*YOUR INSTRUCTIONS:*
Could you format the lines below as a Markdown table with the columns "Number" and "Line", giving each nonblank line its own row in order and leaving out the blank ones?

*DATA LINES:*
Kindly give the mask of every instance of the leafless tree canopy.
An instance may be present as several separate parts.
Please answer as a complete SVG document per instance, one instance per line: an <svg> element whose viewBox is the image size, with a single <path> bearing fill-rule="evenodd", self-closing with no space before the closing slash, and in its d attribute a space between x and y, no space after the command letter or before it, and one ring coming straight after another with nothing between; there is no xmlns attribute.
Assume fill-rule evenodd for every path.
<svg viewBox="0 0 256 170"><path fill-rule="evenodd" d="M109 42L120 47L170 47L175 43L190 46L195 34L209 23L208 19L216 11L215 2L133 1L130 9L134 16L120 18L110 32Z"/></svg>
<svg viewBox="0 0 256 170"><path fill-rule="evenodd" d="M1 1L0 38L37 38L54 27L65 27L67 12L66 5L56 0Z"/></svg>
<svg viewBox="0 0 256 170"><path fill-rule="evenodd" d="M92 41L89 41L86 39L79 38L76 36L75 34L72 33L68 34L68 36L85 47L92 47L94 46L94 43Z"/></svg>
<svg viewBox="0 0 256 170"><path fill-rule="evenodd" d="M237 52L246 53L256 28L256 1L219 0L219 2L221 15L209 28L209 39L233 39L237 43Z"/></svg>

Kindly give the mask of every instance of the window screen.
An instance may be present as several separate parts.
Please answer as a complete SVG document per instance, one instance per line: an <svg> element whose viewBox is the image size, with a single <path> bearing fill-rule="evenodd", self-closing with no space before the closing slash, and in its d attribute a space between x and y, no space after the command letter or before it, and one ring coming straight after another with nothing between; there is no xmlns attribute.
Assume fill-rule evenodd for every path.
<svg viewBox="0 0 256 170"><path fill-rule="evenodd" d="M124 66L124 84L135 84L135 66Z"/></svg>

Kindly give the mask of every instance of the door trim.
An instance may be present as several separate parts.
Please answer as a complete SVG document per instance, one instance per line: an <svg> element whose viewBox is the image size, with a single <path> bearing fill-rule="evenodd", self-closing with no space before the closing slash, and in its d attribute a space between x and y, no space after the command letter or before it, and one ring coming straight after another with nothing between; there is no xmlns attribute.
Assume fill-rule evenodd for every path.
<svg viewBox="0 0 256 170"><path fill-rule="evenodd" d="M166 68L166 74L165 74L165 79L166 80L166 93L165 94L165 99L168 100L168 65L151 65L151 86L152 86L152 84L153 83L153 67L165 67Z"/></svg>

*RESULT OF THE EXERCISE:*
| Number | Line |
|---|---|
| 1 | Kindly give the mask of every instance of the leafless tree canopy. |
| 2 | An instance may be present as several separate parts. |
| 3 | Please answer as a complete SVG document per instance, one instance per line: an <svg> element whose viewBox is the image size, with a single <path> bearing fill-rule="evenodd", self-closing with no space before the closing slash, and in its d attribute a space between x and y, no space after the command letter or before it, and one ring coming straight after another with nothing between; there is no xmlns attribute. |
| 4 | Assume fill-rule evenodd for every path. |
| 5 | <svg viewBox="0 0 256 170"><path fill-rule="evenodd" d="M109 42L120 47L170 47L175 43L190 46L195 34L209 23L208 19L216 11L215 2L133 1L130 9L134 16L120 18L110 32Z"/></svg> |
| 6 | <svg viewBox="0 0 256 170"><path fill-rule="evenodd" d="M1 1L0 38L37 38L54 27L65 27L67 12L66 5L56 0Z"/></svg> |
| 7 | <svg viewBox="0 0 256 170"><path fill-rule="evenodd" d="M92 41L89 41L86 39L79 38L76 36L75 34L72 33L68 34L68 36L85 47L92 47L94 46L94 43Z"/></svg> |
| 8 | <svg viewBox="0 0 256 170"><path fill-rule="evenodd" d="M237 52L246 53L256 28L256 1L219 0L219 2L221 15L209 28L209 39L233 39L237 43Z"/></svg> |
| 9 | Kindly give the mask of every instance of the window screen. |
| 10 | An instance may be present as several separate parts. |
| 11 | Please answer as a complete SVG document per instance, one instance per line: an <svg> element whose viewBox is the image size, with a single <path> bearing fill-rule="evenodd", self-closing with no space before the closing slash, and in its d attribute a space between x and y, no space after the command letter or before it, and one ring coming straight after another with nothing between; there is no xmlns attribute. |
| 12 | Assume fill-rule evenodd for every path. |
| 13 | <svg viewBox="0 0 256 170"><path fill-rule="evenodd" d="M124 66L124 84L135 84L135 66Z"/></svg> |
| 14 | Kindly give the mask of every instance of the door trim. |
| 15 | An instance may be present as several separate parts. |
| 16 | Please answer as a complete SVG document per instance, one instance per line: an <svg> element whose viewBox is the image size, with a single <path> bearing fill-rule="evenodd", self-closing with no space before the closing slash, and in its d attribute a space between x and y, no space after the command letter or before it, and one ring coming straight after another with nothing between; there is no xmlns attribute. |
| 17 | Assume fill-rule evenodd for every path. |
| 18 | <svg viewBox="0 0 256 170"><path fill-rule="evenodd" d="M166 68L166 74L165 74L165 79L166 80L166 93L165 94L165 99L168 100L168 65L151 65L151 86L152 86L152 84L153 83L153 67L165 67Z"/></svg> |